BRIEF:
Each entry below has to be written out again without any change.

EXERCISE MATERIALS:
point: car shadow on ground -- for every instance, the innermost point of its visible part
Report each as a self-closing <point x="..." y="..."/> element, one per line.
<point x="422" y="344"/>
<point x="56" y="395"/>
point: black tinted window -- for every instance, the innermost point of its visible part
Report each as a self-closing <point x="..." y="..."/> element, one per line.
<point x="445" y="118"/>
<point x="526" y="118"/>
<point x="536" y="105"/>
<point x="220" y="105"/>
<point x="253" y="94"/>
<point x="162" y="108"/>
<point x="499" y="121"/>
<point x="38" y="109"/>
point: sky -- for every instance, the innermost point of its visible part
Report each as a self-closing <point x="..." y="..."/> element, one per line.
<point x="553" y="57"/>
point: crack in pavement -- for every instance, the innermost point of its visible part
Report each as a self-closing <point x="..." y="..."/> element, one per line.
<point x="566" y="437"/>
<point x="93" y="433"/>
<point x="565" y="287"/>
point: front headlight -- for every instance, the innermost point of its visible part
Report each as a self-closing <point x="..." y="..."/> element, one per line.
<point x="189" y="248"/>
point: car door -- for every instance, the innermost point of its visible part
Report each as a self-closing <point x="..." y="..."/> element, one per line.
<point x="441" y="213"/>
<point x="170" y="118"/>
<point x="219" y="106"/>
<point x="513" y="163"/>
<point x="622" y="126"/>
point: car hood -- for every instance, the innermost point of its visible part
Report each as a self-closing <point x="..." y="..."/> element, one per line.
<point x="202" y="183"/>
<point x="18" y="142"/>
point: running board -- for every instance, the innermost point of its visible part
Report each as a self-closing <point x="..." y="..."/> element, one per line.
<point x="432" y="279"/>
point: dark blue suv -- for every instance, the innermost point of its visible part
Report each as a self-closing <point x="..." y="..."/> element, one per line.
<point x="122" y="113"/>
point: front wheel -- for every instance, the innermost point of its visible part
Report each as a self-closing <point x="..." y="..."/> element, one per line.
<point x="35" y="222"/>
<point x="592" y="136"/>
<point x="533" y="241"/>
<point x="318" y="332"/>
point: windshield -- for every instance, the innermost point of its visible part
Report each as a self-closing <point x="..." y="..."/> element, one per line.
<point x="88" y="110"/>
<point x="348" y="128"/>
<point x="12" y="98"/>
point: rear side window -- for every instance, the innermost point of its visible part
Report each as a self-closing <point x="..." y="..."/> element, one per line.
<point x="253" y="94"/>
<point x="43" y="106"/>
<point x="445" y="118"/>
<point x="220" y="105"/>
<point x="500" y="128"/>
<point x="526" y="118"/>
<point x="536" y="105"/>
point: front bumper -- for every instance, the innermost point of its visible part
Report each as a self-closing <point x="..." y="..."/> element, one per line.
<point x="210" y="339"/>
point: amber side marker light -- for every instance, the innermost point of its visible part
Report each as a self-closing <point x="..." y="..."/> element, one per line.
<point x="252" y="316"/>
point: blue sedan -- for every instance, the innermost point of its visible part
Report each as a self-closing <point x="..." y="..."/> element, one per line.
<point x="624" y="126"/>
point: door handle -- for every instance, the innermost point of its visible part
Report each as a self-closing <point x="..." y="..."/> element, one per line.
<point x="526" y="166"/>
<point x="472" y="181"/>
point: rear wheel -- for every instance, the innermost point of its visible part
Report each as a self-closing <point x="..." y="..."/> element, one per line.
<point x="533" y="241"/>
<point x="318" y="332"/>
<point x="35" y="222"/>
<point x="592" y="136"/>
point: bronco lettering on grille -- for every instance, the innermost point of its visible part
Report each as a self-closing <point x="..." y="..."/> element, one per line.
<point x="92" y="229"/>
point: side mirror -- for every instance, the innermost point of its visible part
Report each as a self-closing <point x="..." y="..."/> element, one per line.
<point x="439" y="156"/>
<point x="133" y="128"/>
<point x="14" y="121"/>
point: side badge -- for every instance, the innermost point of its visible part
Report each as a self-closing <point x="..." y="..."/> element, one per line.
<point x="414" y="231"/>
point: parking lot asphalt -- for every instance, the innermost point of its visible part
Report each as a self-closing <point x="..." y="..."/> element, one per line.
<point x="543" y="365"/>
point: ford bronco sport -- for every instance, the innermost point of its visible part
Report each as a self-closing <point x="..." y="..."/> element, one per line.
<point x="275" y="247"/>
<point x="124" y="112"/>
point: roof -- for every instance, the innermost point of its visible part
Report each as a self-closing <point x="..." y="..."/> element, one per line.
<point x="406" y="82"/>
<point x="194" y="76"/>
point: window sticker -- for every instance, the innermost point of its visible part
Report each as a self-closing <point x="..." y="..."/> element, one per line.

RESPONSE AREA:
point: car shadow on ground -- for every instance, the innermost point of its visible part
Report each as a self-closing <point x="..." y="..."/> element, one per line.
<point x="422" y="344"/>
<point x="56" y="395"/>
point: black tinted window -- for every instance, the innermost point of its visible part
Report each as a self-closing <point x="..." y="..."/> element, one per line.
<point x="445" y="118"/>
<point x="526" y="118"/>
<point x="536" y="105"/>
<point x="220" y="105"/>
<point x="253" y="94"/>
<point x="162" y="108"/>
<point x="499" y="121"/>
<point x="38" y="109"/>
point: sky -- for every instance, the innermost point of its visible part
Report each as a self-closing <point x="..." y="..."/> element, one per line.
<point x="553" y="57"/>
point: crack in pavement -- for every instance, the innermost point of its visible part
Report each as a self-closing <point x="..." y="..."/> element, one per line.
<point x="566" y="437"/>
<point x="93" y="433"/>
<point x="565" y="287"/>
point: front headlight -- for every instance, the innermost point of its visible part
Report each as a self-closing <point x="..." y="..."/> element, one per line.
<point x="189" y="248"/>
point: car door -- for every instance, the innermost point of its visible part
Report each as a self-closing <point x="..." y="..."/> element, one per line.
<point x="441" y="213"/>
<point x="170" y="118"/>
<point x="219" y="106"/>
<point x="513" y="163"/>
<point x="622" y="126"/>
point: car hood -- for every instance, the innermost point of its visible part
Report each as a self-closing <point x="..." y="..."/> element, one per line.
<point x="202" y="183"/>
<point x="18" y="142"/>
point: running board -- for every instance, the innermost point of its visible part
Report each as a self-closing <point x="..." y="..."/> element, one per line.
<point x="432" y="279"/>
point: dark blue suv -- for every instance, the innermost point of its visible part
Report each as a self-closing <point x="..." y="..."/> element, one per line.
<point x="122" y="113"/>
point: front wheel -- for every instance, the innermost point of its visible part
Report each as a self-closing <point x="..." y="..."/> element, one per line.
<point x="35" y="222"/>
<point x="592" y="136"/>
<point x="533" y="241"/>
<point x="318" y="332"/>
point: windshield -- for every instance, the innermost point of its visible part
Report each as a self-closing <point x="..." y="..."/> element, one per line.
<point x="88" y="110"/>
<point x="348" y="128"/>
<point x="12" y="98"/>
point: rear side window -- for every instance, the innermost point of its visible part
Report each as a self-closing <point x="..." y="..."/> element, one per line.
<point x="253" y="94"/>
<point x="43" y="106"/>
<point x="445" y="118"/>
<point x="220" y="105"/>
<point x="500" y="128"/>
<point x="526" y="118"/>
<point x="536" y="105"/>
point: front bumper -- for every instance, the innermost point of its visible part
Report each as a self-closing <point x="..." y="..."/> element, one per line.
<point x="210" y="339"/>
point: amber side marker light -- for every instance, the innermost point of its visible part
Report each as a self-closing <point x="..." y="..."/> element, one per line.
<point x="252" y="316"/>
point: blue sedan -- for every instance, the innermost point of its visible part
Report each as a self-closing <point x="..." y="..."/> element, one per line.
<point x="624" y="126"/>
point: door handle -- for every instance, the innermost point of its visible part
Report each as a self-closing <point x="..." y="..."/> element, one per line.
<point x="526" y="166"/>
<point x="472" y="181"/>
point: rear wheel -- for every instance, the innermost point of its visible part
Report each as a self-closing <point x="..." y="..."/> element, one per line.
<point x="533" y="241"/>
<point x="318" y="332"/>
<point x="35" y="222"/>
<point x="592" y="136"/>
point: bronco lettering on grille -- for every instance, the innermost point of its visible part
Report each as a self-closing <point x="..." y="..."/> element, one per line.
<point x="92" y="229"/>
point: side mirror -- for every instance, the innermost point of its visible part
Report each as a self-closing <point x="..." y="..."/> element, one per line.
<point x="439" y="156"/>
<point x="133" y="128"/>
<point x="14" y="121"/>
point: side badge -- for every instance, the innermost point of its visible part
Report each as a self-closing <point x="..." y="..."/> element, one per line.
<point x="414" y="231"/>
point: parking lot asphalt -- for every instance, the innermost point of its visible part
Report each as a self-closing <point x="..." y="..."/> element, one per line.
<point x="543" y="365"/>
point: ford bronco sport -- for every instance, the innermost point of its visible part
Report each as a self-closing <point x="..." y="..."/> element, one per line.
<point x="275" y="247"/>
<point x="124" y="112"/>
point: roof -- for every instance, the innermost point of its visible part
Report each as a self-closing <point x="..." y="..."/> element, one per line.
<point x="406" y="82"/>
<point x="194" y="76"/>
point: window sticker -- for every instance, the innermost point of its visible part
Report each as a self-closing <point x="..." y="..."/> element, one per line.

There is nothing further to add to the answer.